Source passage:
+-------+

REVIEW: THE HANDS WE WERE GIVEN – O.E. TEARMANN

The Hands We're Given Book Cover The Hands We're Given
Aces High, Jokers Wild, Book 1
O.E. Tearmann
LGBT, Cyberpunk, Science Fiction
Amphibian Press
August 5, 2019
440

Aidan Headly never wanted to be the man giving orders. That's fine with the Democratic State Force base he's been assigned to command: they don't like to take orders. Nicknamed the Wildcards, they used to be the most effective base against the seven Corporations owning the former United States in a war that has lasted over half a century. Now the Wildcards are known for creative insubordination, chaos, and commanders begging to be reassigned.

Aidan is their last chance. If he can pull off his assignment as Commander and yank his ragtag crew of dreamers and fighters together, maybe they can get back to doing what they came to do: fighting for a country worth living in.

Life's a bitch. She deals off the bottom of the deck. But you play the hands you're given.

Available at Amazon.

+-------+

Records from a data collection:
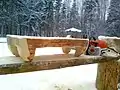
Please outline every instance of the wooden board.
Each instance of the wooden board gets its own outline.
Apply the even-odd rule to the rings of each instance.
[[[46,58],[48,57],[48,58]],[[1,57],[0,58],[0,74],[11,74],[20,72],[30,72],[37,70],[48,70],[56,68],[64,68],[85,64],[102,63],[110,60],[118,60],[120,57],[102,57],[102,56],[86,56],[74,57],[70,55],[43,55],[35,57],[32,62],[23,62],[19,57]],[[4,61],[2,61],[4,59]]]
[[[74,56],[80,56],[86,51],[88,41],[88,39],[80,38],[7,35],[7,44],[10,51],[16,57],[20,56],[25,61],[32,61],[36,48],[41,47],[65,47],[66,50],[66,47],[75,47]],[[66,53],[66,50],[63,50],[64,53]]]

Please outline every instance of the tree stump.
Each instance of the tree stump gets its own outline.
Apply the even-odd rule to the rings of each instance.
[[[118,61],[108,61],[98,64],[96,88],[98,90],[118,90]]]

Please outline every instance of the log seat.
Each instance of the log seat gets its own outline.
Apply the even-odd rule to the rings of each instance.
[[[25,61],[32,61],[36,48],[42,47],[62,47],[65,54],[74,47],[76,50],[74,56],[78,57],[86,51],[88,41],[81,38],[7,35],[7,44],[12,54]]]

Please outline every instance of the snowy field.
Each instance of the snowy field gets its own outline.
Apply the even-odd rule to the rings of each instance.
[[[39,53],[59,54],[62,51],[60,48],[44,48],[37,49],[36,55]],[[0,58],[5,56],[13,55],[6,43],[0,43]],[[0,75],[0,90],[96,90],[96,75],[97,64]]]

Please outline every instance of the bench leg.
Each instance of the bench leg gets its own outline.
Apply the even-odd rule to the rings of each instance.
[[[75,57],[79,57],[81,54],[83,54],[83,47],[75,47]],[[82,52],[82,53],[81,53]]]
[[[8,48],[12,52],[13,55],[15,55],[16,57],[19,57],[19,53],[15,45],[8,45]]]
[[[97,90],[118,90],[119,67],[117,61],[98,64]]]
[[[62,47],[62,51],[65,54],[68,54],[70,52],[71,48],[70,47]]]
[[[26,39],[18,39],[16,43],[20,57],[25,61],[32,61],[35,55],[35,48],[27,43]]]

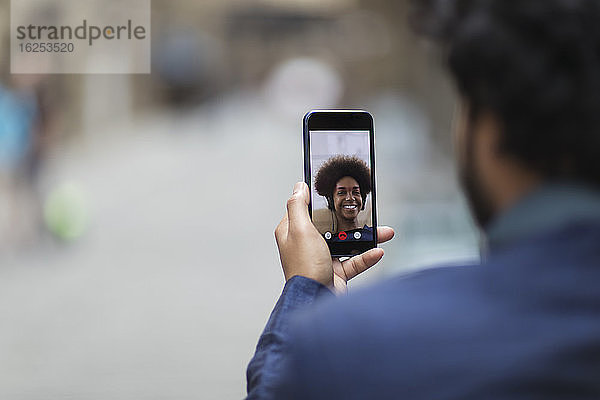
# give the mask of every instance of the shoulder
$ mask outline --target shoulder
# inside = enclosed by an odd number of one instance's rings
[[[369,380],[397,384],[407,371],[403,365],[420,362],[427,343],[439,339],[432,334],[442,335],[450,310],[469,303],[469,281],[477,279],[477,271],[475,266],[440,267],[400,276],[298,315],[291,350],[296,384],[310,387],[307,397],[320,393],[317,398],[327,398],[334,387],[368,387]],[[360,384],[344,382],[359,377]]]

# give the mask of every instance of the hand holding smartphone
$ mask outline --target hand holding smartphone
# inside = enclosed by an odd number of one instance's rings
[[[377,247],[373,117],[361,110],[315,110],[304,117],[309,212],[333,257]]]

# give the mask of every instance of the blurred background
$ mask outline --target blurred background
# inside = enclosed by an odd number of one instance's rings
[[[243,397],[312,108],[375,117],[379,221],[397,235],[351,290],[477,259],[455,93],[405,1],[153,0],[150,75],[11,75],[9,6],[0,398]]]

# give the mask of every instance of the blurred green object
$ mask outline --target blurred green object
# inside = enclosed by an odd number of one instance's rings
[[[44,203],[44,220],[48,230],[61,240],[79,239],[88,225],[88,208],[84,191],[74,183],[56,187]]]

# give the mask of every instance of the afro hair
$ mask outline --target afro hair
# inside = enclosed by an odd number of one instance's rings
[[[338,155],[325,161],[315,176],[315,189],[319,195],[329,200],[336,183],[346,176],[358,182],[364,206],[367,195],[371,193],[371,170],[367,163],[356,156]]]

+-------+

Return the whole book listing above word for word, with nothing changed.

Your solution:
REVIEW: THE HANDS WE WERE GIVEN – O.E. TEARMANN

The Hands We're Given Book Cover The Hands We're Given
Aces High, Jokers Wild, Book 1
O.E. Tearmann
LGBT, Cyberpunk, Science Fiction
Amphibian Press
August 5, 2019
440

Aidan Headly never wanted to be the man giving orders. That's fine with the Democratic State Force base he's been assigned to command: they don't like to take orders. Nicknamed the Wildcards, they used to be the most effective base against the seven Corporations owning the former United States in a war that has lasted over half a century. Now the Wildcards are known for creative insubordination, chaos, and commanders begging to be reassigned.

Aidan is their last chance. If he can pull off his assignment as Commander and yank his ragtag crew of dreamers and fighters together, maybe they can get back to doing what they came to do: fighting for a country worth living in.

Life's a bitch. She deals off the bottom of the deck. But you play the hands you're given.

Available at Amazon.